Point-per-instance localization data:
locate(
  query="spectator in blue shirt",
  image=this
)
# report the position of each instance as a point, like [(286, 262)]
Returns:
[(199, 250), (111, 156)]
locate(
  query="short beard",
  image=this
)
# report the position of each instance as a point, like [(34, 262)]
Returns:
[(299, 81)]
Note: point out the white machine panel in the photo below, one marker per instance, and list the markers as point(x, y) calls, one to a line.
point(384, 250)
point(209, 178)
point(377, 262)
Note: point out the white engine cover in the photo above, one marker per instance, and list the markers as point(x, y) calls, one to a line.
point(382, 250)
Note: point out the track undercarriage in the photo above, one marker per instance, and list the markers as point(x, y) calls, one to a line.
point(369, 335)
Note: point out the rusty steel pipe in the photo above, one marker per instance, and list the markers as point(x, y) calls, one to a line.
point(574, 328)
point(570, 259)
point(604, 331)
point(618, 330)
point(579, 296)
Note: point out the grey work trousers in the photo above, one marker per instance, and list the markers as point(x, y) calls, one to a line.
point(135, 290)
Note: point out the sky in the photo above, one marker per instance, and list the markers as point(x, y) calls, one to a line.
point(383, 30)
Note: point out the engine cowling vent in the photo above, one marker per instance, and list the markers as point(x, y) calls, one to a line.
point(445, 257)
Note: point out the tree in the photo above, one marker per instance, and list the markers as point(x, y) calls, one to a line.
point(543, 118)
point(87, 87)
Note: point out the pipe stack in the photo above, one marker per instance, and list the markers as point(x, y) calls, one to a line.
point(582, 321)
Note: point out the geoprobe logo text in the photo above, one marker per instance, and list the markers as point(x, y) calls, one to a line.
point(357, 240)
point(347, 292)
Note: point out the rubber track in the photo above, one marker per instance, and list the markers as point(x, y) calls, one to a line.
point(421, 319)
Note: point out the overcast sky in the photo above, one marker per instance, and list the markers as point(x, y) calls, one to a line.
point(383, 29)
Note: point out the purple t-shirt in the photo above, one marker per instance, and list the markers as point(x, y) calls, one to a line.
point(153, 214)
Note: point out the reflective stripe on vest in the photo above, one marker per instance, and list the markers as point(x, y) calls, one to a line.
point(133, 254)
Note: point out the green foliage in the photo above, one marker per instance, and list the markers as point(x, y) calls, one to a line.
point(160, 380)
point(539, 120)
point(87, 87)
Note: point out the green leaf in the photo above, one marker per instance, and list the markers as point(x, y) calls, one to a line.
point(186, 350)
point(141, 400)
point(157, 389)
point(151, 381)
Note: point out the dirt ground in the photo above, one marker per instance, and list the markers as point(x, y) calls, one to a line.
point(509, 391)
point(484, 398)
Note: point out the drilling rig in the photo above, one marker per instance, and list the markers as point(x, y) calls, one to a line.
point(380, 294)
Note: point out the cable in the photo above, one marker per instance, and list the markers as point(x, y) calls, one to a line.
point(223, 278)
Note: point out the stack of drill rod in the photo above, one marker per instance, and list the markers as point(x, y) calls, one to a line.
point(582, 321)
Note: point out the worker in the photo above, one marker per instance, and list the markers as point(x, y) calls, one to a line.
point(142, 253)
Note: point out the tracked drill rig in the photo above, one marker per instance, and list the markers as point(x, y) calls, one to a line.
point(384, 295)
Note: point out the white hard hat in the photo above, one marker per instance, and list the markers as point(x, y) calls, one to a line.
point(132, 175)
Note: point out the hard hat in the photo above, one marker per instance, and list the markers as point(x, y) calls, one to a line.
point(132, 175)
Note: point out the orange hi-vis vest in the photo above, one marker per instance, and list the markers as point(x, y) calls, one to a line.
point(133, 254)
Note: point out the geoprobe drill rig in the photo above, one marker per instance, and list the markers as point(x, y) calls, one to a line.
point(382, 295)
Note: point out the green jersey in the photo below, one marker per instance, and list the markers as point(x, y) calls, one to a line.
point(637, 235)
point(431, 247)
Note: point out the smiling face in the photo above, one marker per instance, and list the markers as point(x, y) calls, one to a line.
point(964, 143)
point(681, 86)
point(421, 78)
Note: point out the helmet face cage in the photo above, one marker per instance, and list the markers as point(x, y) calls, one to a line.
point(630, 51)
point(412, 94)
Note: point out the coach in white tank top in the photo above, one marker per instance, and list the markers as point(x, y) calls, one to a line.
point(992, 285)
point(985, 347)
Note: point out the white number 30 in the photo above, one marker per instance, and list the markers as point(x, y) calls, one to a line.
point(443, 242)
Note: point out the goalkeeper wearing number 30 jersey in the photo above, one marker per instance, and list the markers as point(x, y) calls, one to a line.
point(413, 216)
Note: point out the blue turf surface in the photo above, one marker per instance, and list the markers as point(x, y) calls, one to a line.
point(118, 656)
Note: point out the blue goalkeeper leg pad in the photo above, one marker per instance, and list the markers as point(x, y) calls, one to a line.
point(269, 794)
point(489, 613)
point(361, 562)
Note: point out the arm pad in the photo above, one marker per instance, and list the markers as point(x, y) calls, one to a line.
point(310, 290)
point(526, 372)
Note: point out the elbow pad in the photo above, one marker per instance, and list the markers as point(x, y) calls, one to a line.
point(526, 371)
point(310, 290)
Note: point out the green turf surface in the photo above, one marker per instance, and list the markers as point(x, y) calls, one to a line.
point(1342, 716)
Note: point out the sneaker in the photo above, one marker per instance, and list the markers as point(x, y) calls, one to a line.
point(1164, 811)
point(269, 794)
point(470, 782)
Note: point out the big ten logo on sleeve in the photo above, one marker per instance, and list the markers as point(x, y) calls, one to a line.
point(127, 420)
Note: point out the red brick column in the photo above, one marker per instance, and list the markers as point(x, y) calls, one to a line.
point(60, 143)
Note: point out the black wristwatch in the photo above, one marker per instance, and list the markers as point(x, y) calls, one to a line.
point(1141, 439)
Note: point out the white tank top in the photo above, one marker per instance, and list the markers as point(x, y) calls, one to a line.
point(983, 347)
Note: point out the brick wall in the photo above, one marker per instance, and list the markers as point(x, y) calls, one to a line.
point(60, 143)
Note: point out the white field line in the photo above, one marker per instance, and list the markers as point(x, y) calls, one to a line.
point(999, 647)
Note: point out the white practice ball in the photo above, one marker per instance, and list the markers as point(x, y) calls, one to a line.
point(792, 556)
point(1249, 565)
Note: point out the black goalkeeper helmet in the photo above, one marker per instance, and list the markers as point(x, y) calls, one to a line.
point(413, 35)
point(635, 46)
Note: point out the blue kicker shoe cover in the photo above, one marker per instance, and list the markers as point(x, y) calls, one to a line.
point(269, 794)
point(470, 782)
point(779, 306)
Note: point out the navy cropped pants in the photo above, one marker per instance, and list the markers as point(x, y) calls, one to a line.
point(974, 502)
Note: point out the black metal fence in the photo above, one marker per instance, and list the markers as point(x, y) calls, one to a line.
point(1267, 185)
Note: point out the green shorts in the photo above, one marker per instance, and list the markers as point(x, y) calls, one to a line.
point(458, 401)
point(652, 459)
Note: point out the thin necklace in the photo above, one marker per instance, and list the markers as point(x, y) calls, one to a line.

Exercise: The full set of entries should be copied out exactly as given.

Response to this task:
locate(
  query="spectator in blue shirt",
  image=this
)
# report the position of each instance as a point, like [(286, 262)]
Returns:
[(199, 250), (111, 156)]
locate(
  query="short beard",
  image=this
)
# report the position of each instance as a point, like [(34, 262)]
Returns:
[(299, 81)]
Note: point out the white machine panel in the photo below, one marker per instance, and list the markers as point(x, y) calls, one to a line.
point(384, 250)
point(209, 178)
point(377, 262)
Note: point out the white engine cover in the photo above, one marker per instance, and list the markers as point(x, y) calls, one to a line.
point(382, 250)
Note: point out the track undercarriage in the photo above, one marker per instance, and list the markers as point(x, y) calls, one to a line.
point(369, 335)
Note: point out the rusty steel pipe in the photo above, one marker per instance, and list the markers as point(x, y) calls, one to a line.
point(574, 328)
point(570, 259)
point(604, 331)
point(618, 330)
point(579, 296)
Note: point out the grey work trousers in the photo above, one marker per instance, and list the markers as point(x, y) calls, one to a line.
point(135, 290)
Note: point out the sky in the photo above, one marker per instance, and list the markers as point(x, y) calls, one to a line.
point(383, 30)
Note: point out the engine cowling vent in the photo above, one marker per instance, and list the markers as point(x, y) calls, one to a line.
point(445, 257)
Note: point out the tree in the photo above, one marker per instance, and list the markers as point(x, y) calls, one to a line.
point(543, 118)
point(87, 87)
Note: point out the pipe stack in the photo above, one marker per instance, and list the markers as point(x, y) calls, one to a line.
point(582, 321)
Note: point out the geoprobe logo text in the photo above, one marker per instance, and list the markers as point(x, y) calls, one to a line.
point(357, 240)
point(347, 292)
Note: point out the rubber track in the photo above, one marker per instance, and list the markers as point(x, y) calls, one to a line.
point(421, 319)
Note: point out the overcast sky in the photo above, one marker per instance, and list the markers as point(x, y) calls, one to a line.
point(383, 29)
Note: point out the purple t-shirt in the photo above, one marker per instance, and list the markers as point(x, y) calls, one to a line.
point(153, 214)
Note: point out the reflective stripe on vest in the photo above, one marker per instance, and list the markers as point(x, y) calls, one to a line.
point(133, 254)
Note: point out the green foliage in the photo above, one marker per instance, and list the markers as point(x, y) calls, one to a line.
point(160, 380)
point(539, 120)
point(87, 87)
Note: point out the green leaf in the photo above, one marker per instance, and list the markers as point(x, y) calls, one to a line.
point(186, 350)
point(141, 400)
point(157, 389)
point(151, 381)
Note: point out the dirt ground in the photo above, one marker per instance, and list the markers as point(x, y) calls, one to a line.
point(509, 391)
point(484, 398)
Note: point out the drilling rig in the photo above, one marker per instance, and list the markers as point(x, y) calls, one to a line.
point(380, 294)
Note: point out the cable in the photo above, one marker per instance, and list the markers as point(x, y) calls, one to a line.
point(223, 278)
Note: point out the stack of drill rod in the photo above, one marker per instance, and list the markers as point(x, y) calls, one to a line.
point(582, 321)
Note: point out the worker in the photo above, one marker per instance, and list the markers as point(x, y) calls, one to a line.
point(142, 253)
Note: point out the tracked drill rig in the photo above, one marker per instance, and list the markers as point(x, y) calls, one to a line.
point(384, 295)
Note: point out the white hard hat in the photo above, one marker per instance, and list the markers as point(x, y) calls, one to a line.
point(132, 175)
Note: point out the hard hat in the photo above, one marker per instance, and list the markers as point(x, y) calls, one to a line.
point(132, 175)
Note: point out the orange hi-vis vest in the photo above, one marker per instance, and list the markers as point(x, y) calls, one to a line.
point(133, 254)
Note: point out the geoprobe drill rig in the photo above, one marker per instance, and list the markers as point(x, y) calls, one to a line.
point(382, 295)
Note: point out the green jersey in the photo below, one marker per instance, and list the markers as point(x, y) calls, one to a line.
point(637, 235)
point(431, 247)
Note: point out the smiling face in the photo above, one marker per instance, and list the markers as point(x, y) calls, one to a line.
point(964, 143)
point(681, 86)
point(421, 78)
Note: point out the helmet face cage in the photo above, one marker per instance, and list the markers as point(x, y) calls, one to a line.
point(630, 51)
point(412, 94)
Note: point out the coach in white tank top in the photo above, one marker per instance, and list the markers as point(x, y) calls, one to a line.
point(992, 285)
point(985, 347)
Note: point out the white number 30 in the photo above, one marker per instance, and list the markers as point(x, y) calls, one to a line.
point(443, 242)
Note: point out the goalkeeper wearing number 30 jersey in the photo above, one marker per instance, and list the markers as point(x, y) calls, one to a line.
point(413, 216)
Note: point out the blue turf surface in the photo above, one marker per instance, and list the markers as point(x, y) calls, one to a line.
point(118, 656)
Note: point out the blue goalkeeper leg pad in the photo above, one marker per instance, and list the markers as point(x, y) calls, one to a line.
point(269, 794)
point(489, 613)
point(361, 562)
Note: point out the arm pad in the photo above, one marker per instance, and list the markers as point(x, y) calls, one to a line.
point(310, 290)
point(526, 372)
Note: point out the elbow pad in the photo above, one marker per instance, and list the markers as point(x, y) calls, one to a line.
point(526, 371)
point(310, 290)
Note: point out the green turf surface in the photo above, one marker per instance, and list the markers as point(x, y) calls, one to a line.
point(1342, 716)
Note: point out the sneaker in the photo above, one marker per instance, and list the markers as point(x, y) calls, one to a line.
point(1164, 811)
point(269, 794)
point(470, 782)
Note: point out the big ten logo on sleeve in the photo above, one marker per instance, and list the markers as point(x, y) calls, one to a line.
point(127, 420)
Note: point out the red brick column in the photo above, one marker per instance, and list the markers as point(x, y) calls, one to a line.
point(60, 143)
Note: point out the black wristwatch in the photo above, one marker per instance, and list the markers as point(x, y) calls, one to a line.
point(1141, 439)
Note: point out the white tank top in the photo above, one marker per instance, and list the markers as point(x, y) calls, one to a line.
point(983, 347)
Note: point out the brick wall in the photo above, one marker per instance, and list the markers as point(x, y) calls, one to a line.
point(60, 143)
Note: point out the white field line in the photo above, one marker per instance, and list the markers as point(x, y) calls, one to a line.
point(999, 647)
Note: point out the white practice ball in the photo above, one marker per instance, and list the markers as point(x, y) calls, one to a line.
point(792, 556)
point(1249, 565)
Note: point out the black goalkeeper helmet in the photo above, one marker per instance, and list the markers as point(x, y) calls, one to a line.
point(413, 35)
point(635, 46)
Note: point out the blue kicker shoe cover in the photo above, one marker per instance, and list the markers as point(x, y) calls, one to a line.
point(269, 794)
point(470, 782)
point(779, 306)
Note: point out the navy cropped pants in the photo above, one marker per instance, and list the markers as point(x, y) calls, one to a line.
point(974, 502)
Note: point out the black metal fence in the photo above, one marker per instance, and list the markers as point(x, y) calls, one to a line.
point(1267, 185)
Note: point out the green shorts in the photo above, one marker per instance, and list the markers as point(x, y) calls, one to a line.
point(458, 401)
point(652, 459)
Note: point out the thin necklace in the photo above, one marker per instance, and list the markers as point(x, y) calls, one to a line.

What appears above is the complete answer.